==== Dataset entries
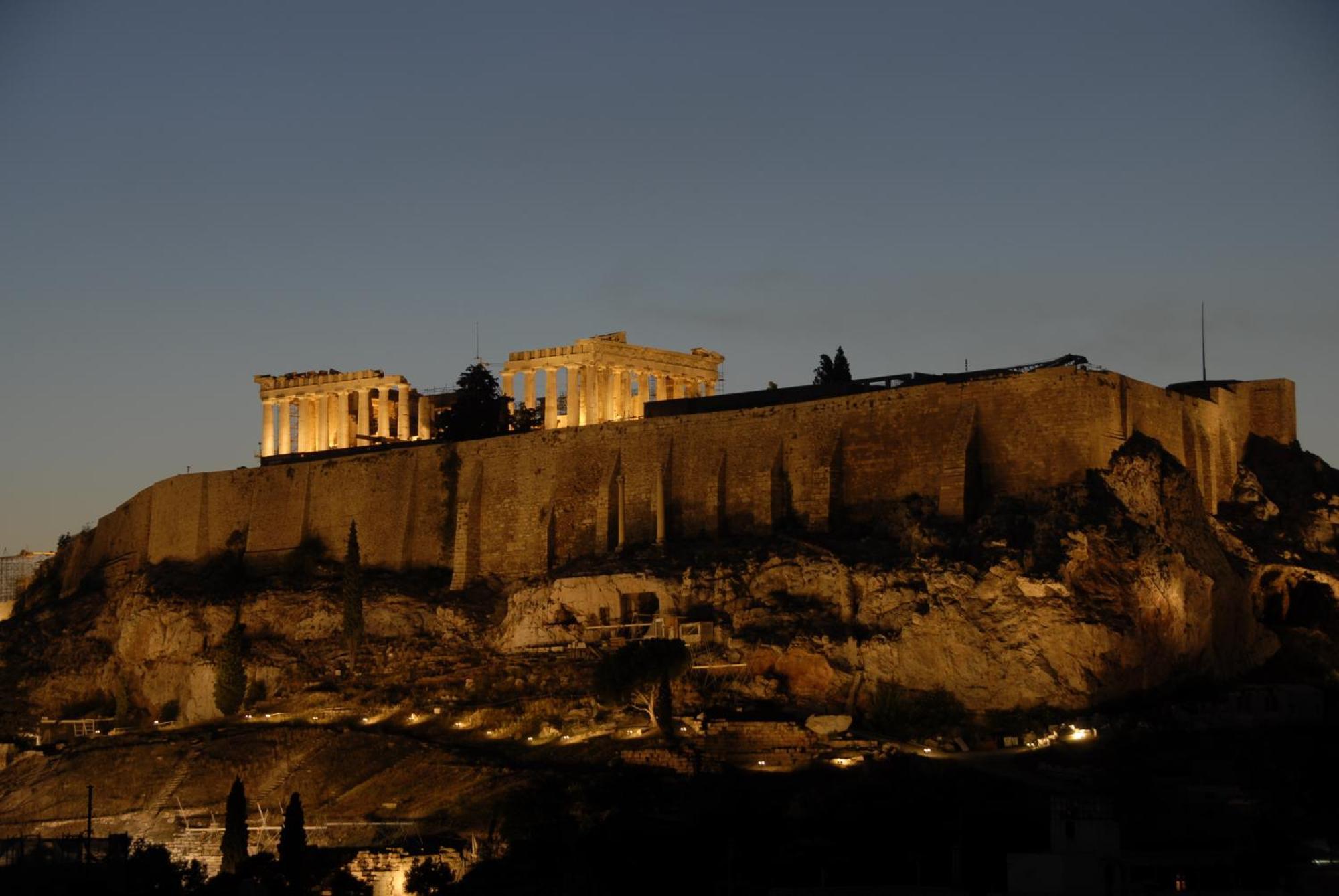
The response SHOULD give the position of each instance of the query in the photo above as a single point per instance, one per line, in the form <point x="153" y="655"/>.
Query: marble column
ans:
<point x="623" y="523"/>
<point x="530" y="389"/>
<point x="384" y="412"/>
<point x="661" y="505"/>
<point x="305" y="424"/>
<point x="551" y="397"/>
<point x="323" y="422"/>
<point x="365" y="415"/>
<point x="402" y="419"/>
<point x="574" y="395"/>
<point x="286" y="428"/>
<point x="595" y="393"/>
<point x="341" y="423"/>
<point x="425" y="418"/>
<point x="267" y="428"/>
========
### What to do
Write out the listing above again with "marble column" replaced by "stone pillar" and nothing else changed, and leave the picture out.

### Task solution
The response SHOULD give the position of each instance of the query in the photo above as a single point per instance, one per line, in the form <point x="153" y="655"/>.
Query: stone pillar
ans:
<point x="623" y="523"/>
<point x="530" y="389"/>
<point x="384" y="412"/>
<point x="661" y="505"/>
<point x="305" y="424"/>
<point x="551" y="397"/>
<point x="323" y="422"/>
<point x="365" y="415"/>
<point x="402" y="419"/>
<point x="574" y="395"/>
<point x="286" y="428"/>
<point x="595" y="393"/>
<point x="341" y="423"/>
<point x="425" y="418"/>
<point x="267" y="428"/>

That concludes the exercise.